Coordinate annotation entries:
########
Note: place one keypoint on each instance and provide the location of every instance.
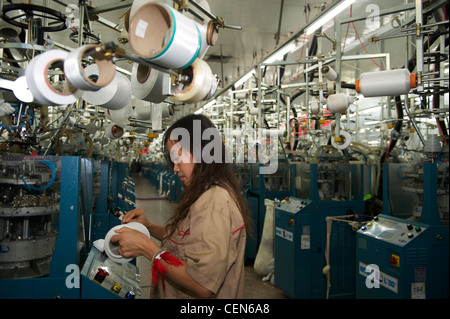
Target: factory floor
(159, 211)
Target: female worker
(207, 233)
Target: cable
(52, 167)
(357, 35)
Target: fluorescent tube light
(328, 16)
(244, 78)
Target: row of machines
(328, 244)
(404, 252)
(53, 209)
(314, 235)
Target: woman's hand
(135, 215)
(131, 243)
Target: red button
(393, 260)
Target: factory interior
(335, 115)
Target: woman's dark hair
(205, 174)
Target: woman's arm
(156, 230)
(179, 276)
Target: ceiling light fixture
(328, 16)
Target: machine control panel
(393, 231)
(293, 205)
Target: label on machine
(377, 278)
(283, 233)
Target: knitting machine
(46, 232)
(404, 252)
(314, 245)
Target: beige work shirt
(211, 241)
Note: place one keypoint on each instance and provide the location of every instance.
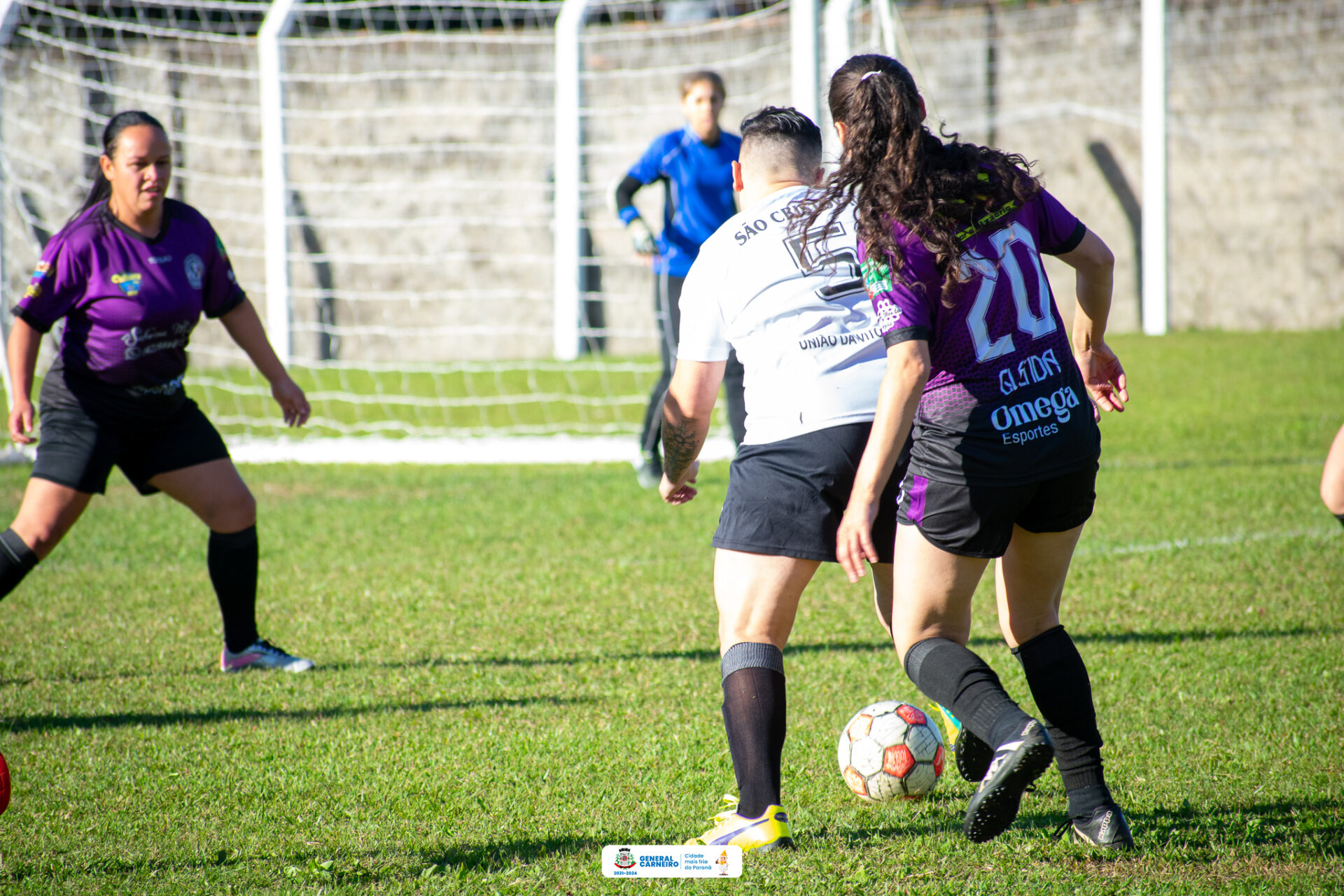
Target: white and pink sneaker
(262, 654)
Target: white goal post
(413, 194)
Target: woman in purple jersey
(131, 274)
(1006, 445)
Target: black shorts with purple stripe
(78, 451)
(977, 520)
(787, 498)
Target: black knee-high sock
(233, 571)
(17, 561)
(1059, 685)
(960, 680)
(755, 719)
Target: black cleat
(1015, 764)
(1105, 830)
(974, 755)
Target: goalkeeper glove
(641, 237)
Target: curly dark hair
(895, 171)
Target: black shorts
(787, 498)
(78, 451)
(977, 520)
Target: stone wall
(426, 195)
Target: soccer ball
(891, 751)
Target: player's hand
(292, 402)
(854, 538)
(641, 237)
(1104, 377)
(676, 495)
(20, 421)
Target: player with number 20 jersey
(1006, 403)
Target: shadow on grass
(862, 647)
(1253, 824)
(710, 654)
(54, 722)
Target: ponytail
(101, 188)
(895, 171)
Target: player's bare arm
(902, 384)
(245, 328)
(23, 359)
(1104, 377)
(686, 424)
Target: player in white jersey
(809, 343)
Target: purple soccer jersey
(131, 302)
(1004, 403)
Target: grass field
(519, 665)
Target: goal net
(421, 175)
(419, 144)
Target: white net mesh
(420, 160)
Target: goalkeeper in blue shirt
(695, 166)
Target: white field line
(514, 449)
(1211, 542)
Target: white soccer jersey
(804, 328)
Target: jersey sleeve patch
(876, 277)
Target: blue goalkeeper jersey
(699, 192)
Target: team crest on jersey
(128, 282)
(195, 270)
(38, 276)
(876, 277)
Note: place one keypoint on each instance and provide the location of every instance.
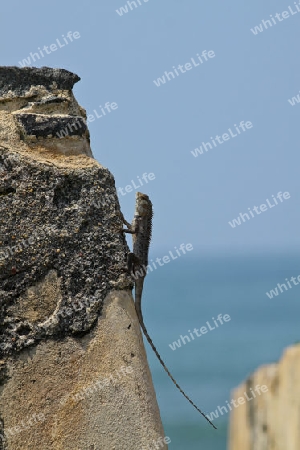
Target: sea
(186, 293)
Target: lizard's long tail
(140, 316)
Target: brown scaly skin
(141, 230)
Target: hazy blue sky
(155, 128)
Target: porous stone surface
(270, 421)
(73, 369)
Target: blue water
(188, 292)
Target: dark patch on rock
(55, 126)
(54, 222)
(19, 80)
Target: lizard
(141, 230)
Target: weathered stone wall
(271, 420)
(73, 369)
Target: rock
(73, 372)
(270, 421)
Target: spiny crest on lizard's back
(144, 210)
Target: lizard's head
(143, 205)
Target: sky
(250, 78)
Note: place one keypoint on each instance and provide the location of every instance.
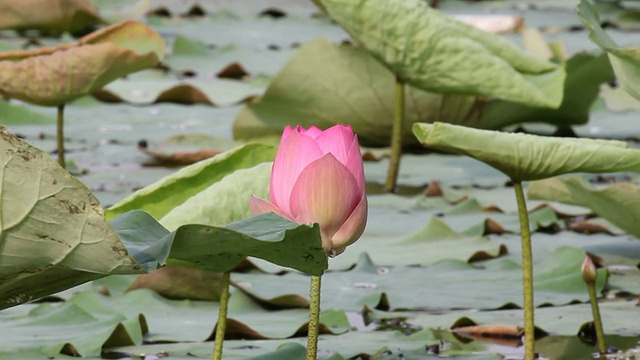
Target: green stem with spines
(396, 138)
(60, 135)
(314, 317)
(527, 273)
(221, 327)
(597, 320)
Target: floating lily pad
(74, 15)
(53, 76)
(54, 235)
(431, 51)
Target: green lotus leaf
(55, 75)
(65, 15)
(617, 203)
(529, 157)
(347, 86)
(53, 234)
(207, 192)
(266, 236)
(624, 60)
(435, 52)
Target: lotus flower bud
(318, 177)
(588, 270)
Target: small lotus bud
(588, 270)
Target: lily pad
(557, 281)
(53, 76)
(347, 86)
(431, 51)
(53, 232)
(617, 203)
(72, 15)
(530, 157)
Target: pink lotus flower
(318, 177)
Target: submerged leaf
(347, 86)
(55, 75)
(529, 157)
(52, 231)
(435, 52)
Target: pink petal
(352, 229)
(354, 163)
(260, 205)
(313, 132)
(336, 140)
(295, 153)
(325, 192)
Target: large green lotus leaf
(445, 285)
(585, 73)
(17, 114)
(220, 248)
(352, 345)
(559, 320)
(617, 203)
(435, 52)
(52, 230)
(219, 92)
(65, 15)
(215, 205)
(347, 86)
(529, 157)
(442, 242)
(85, 331)
(624, 60)
(55, 75)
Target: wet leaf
(53, 76)
(53, 233)
(530, 157)
(65, 15)
(430, 50)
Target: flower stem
(314, 317)
(527, 273)
(60, 135)
(597, 320)
(396, 139)
(222, 317)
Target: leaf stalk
(221, 327)
(314, 317)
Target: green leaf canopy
(220, 248)
(624, 60)
(529, 157)
(53, 234)
(53, 76)
(435, 52)
(617, 203)
(62, 15)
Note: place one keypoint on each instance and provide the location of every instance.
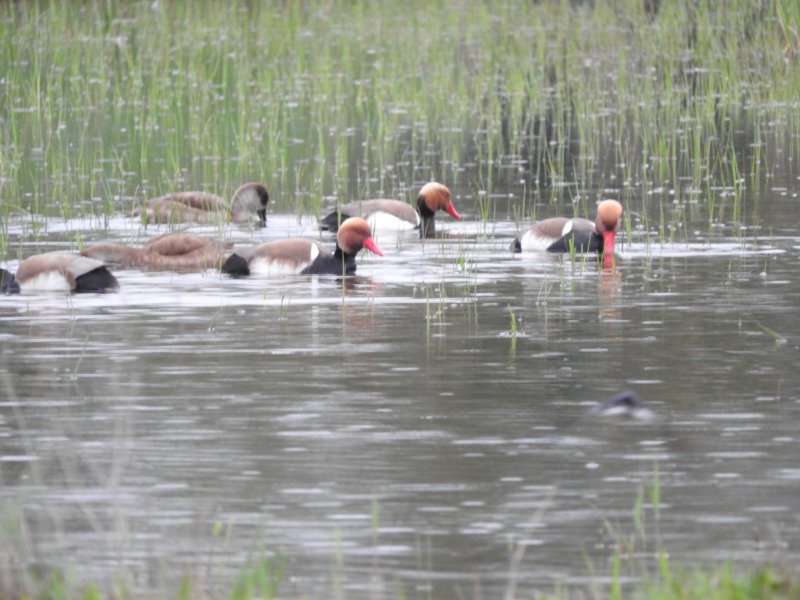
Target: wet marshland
(416, 430)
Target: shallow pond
(399, 434)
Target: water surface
(394, 431)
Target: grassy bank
(104, 103)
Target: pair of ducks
(87, 272)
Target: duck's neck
(427, 219)
(348, 261)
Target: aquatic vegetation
(104, 104)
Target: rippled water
(389, 434)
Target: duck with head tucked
(59, 272)
(393, 215)
(170, 251)
(305, 257)
(202, 207)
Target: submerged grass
(104, 103)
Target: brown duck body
(304, 257)
(170, 251)
(202, 207)
(393, 215)
(63, 272)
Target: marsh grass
(104, 104)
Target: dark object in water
(626, 404)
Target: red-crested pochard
(59, 272)
(170, 251)
(203, 207)
(305, 257)
(394, 215)
(562, 234)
########
What you have to do: Print each record exactly as it stands, leaving the images out.

Result:
Note: place one keypoint on each instance and provide the location of every instance.
Target: factory floor
(159, 211)
Target: female worker
(207, 233)
Target: cable
(52, 167)
(357, 35)
Target: fluorescent tube light
(328, 16)
(244, 78)
Target: row of machines
(328, 244)
(404, 252)
(53, 209)
(314, 235)
Target: woman's hand
(135, 215)
(131, 243)
Target: red button
(393, 260)
Target: factory interior
(335, 115)
Target: woman's dark hair
(205, 174)
Target: woman's arm
(156, 230)
(179, 276)
Target: ceiling light fixture
(328, 16)
Target: machine control panel
(393, 231)
(293, 205)
Target: label on machine
(377, 278)
(283, 233)
Target: knitting machine
(46, 232)
(404, 252)
(314, 245)
Target: beige work shirt
(211, 241)
Note: place one keypoint on each instance and provide the location of every instance.
Target: white and pink sneaker
(262, 654)
Target: white goal post
(413, 194)
Target: woman in purple jersey
(131, 274)
(1006, 445)
Target: black shorts with purple stripe
(78, 451)
(977, 520)
(787, 498)
Target: black knee-high sock
(233, 571)
(17, 561)
(1059, 685)
(960, 680)
(755, 719)
Target: black cleat
(1015, 764)
(1105, 830)
(974, 755)
Target: goalkeeper glove
(641, 237)
Target: curly dark hair
(895, 171)
Target: black shorts
(787, 498)
(78, 451)
(977, 520)
Target: stone wall
(426, 195)
Target: soccer ball
(891, 751)
Target: player's hand
(292, 402)
(854, 538)
(641, 237)
(1104, 377)
(676, 495)
(20, 421)
Target: player with number 20 jersey
(1006, 403)
Target: shadow on grass
(862, 647)
(1253, 824)
(710, 654)
(54, 722)
Target: ponytail
(101, 188)
(895, 171)
Target: player's bare arm
(902, 384)
(245, 328)
(23, 359)
(1104, 377)
(686, 424)
Target: player in white jersey
(809, 343)
Target: purple soccer jersey
(131, 302)
(1004, 403)
Target: grass field
(519, 665)
Target: goal net
(421, 175)
(419, 144)
Target: white net mesh
(420, 160)
Target: goalkeeper in blue shirt
(695, 166)
Target: white field line
(514, 449)
(1211, 542)
Target: white soccer jersey
(804, 328)
Target: jersey sleeve patch
(876, 277)
Target: blue goalkeeper jersey
(699, 192)
Target: team crest on jersey
(128, 282)
(195, 270)
(38, 276)
(876, 277)
Note: place one keypoint on each instance and provide the location of every instance.
Target: sea
(186, 293)
Target: lizard's long tail
(140, 316)
Target: brown scaly skin
(141, 230)
Target: hazy blue sky
(155, 128)
Target: porous stone surface
(270, 421)
(73, 369)
Target: blue water
(188, 292)
Target: dark patch on rock
(55, 126)
(54, 222)
(19, 80)
Target: lizard
(141, 230)
Target: weathered stone wall
(271, 420)
(73, 369)
Target: rock
(73, 372)
(270, 421)
Target: spiny crest on lizard's back
(144, 210)
Target: lizard's head
(143, 205)
Target: sky
(250, 78)
Note: place one keypoint on each instance and provide the location of every instance.
Target: green stem with spines
(396, 138)
(60, 135)
(314, 317)
(527, 273)
(221, 327)
(597, 320)
Target: floating lily pad
(74, 15)
(53, 76)
(54, 235)
(431, 51)
Target: green lotus leaf
(55, 75)
(65, 15)
(617, 203)
(529, 157)
(347, 86)
(53, 234)
(207, 192)
(266, 236)
(624, 60)
(435, 52)
Target: lotus flower bud
(318, 177)
(588, 270)
Target: small lotus bud
(588, 270)
Target: lily pad
(557, 281)
(53, 76)
(347, 86)
(431, 51)
(53, 232)
(617, 203)
(72, 15)
(530, 157)
Target: pink lotus flower
(318, 177)
Target: submerged leaf
(347, 86)
(55, 75)
(529, 157)
(52, 231)
(435, 52)
Target: pink petal
(352, 229)
(354, 163)
(260, 205)
(313, 132)
(336, 140)
(295, 153)
(325, 192)
Target: large green lotus leaf
(445, 285)
(585, 73)
(17, 114)
(220, 248)
(352, 345)
(559, 320)
(617, 203)
(435, 52)
(52, 230)
(219, 92)
(65, 15)
(215, 205)
(347, 86)
(529, 157)
(442, 242)
(85, 331)
(624, 60)
(55, 75)
Target: wet leaf
(53, 76)
(53, 233)
(530, 157)
(65, 15)
(430, 50)
Target: flower stem
(314, 317)
(527, 273)
(60, 135)
(597, 320)
(396, 139)
(222, 317)
Target: leaf stalk
(221, 327)
(314, 317)
Target: green leaf canopy
(220, 248)
(624, 60)
(529, 157)
(53, 234)
(53, 76)
(435, 52)
(617, 203)
(62, 15)
Note: place one keypoint on each instance and provide the location of every instance.
Target: wet marshland
(416, 430)
Target: shallow pond
(399, 434)
Target: water surface
(394, 431)
Target: grassy bank
(104, 103)
Target: pair of ducks
(87, 272)
Target: duck's neck
(427, 219)
(348, 261)
Target: aquatic vegetation
(104, 104)
Target: rippled water
(389, 434)
Target: duck with head tucked
(59, 272)
(393, 215)
(170, 251)
(305, 257)
(202, 207)
Target: submerged grass
(104, 103)
Target: brown duck body
(304, 257)
(170, 251)
(202, 207)
(393, 215)
(63, 272)
Target: marsh grass
(104, 104)
Target: dark object in water
(626, 404)
Target: red-crested pochard
(59, 272)
(170, 251)
(203, 207)
(305, 257)
(394, 215)
(562, 234)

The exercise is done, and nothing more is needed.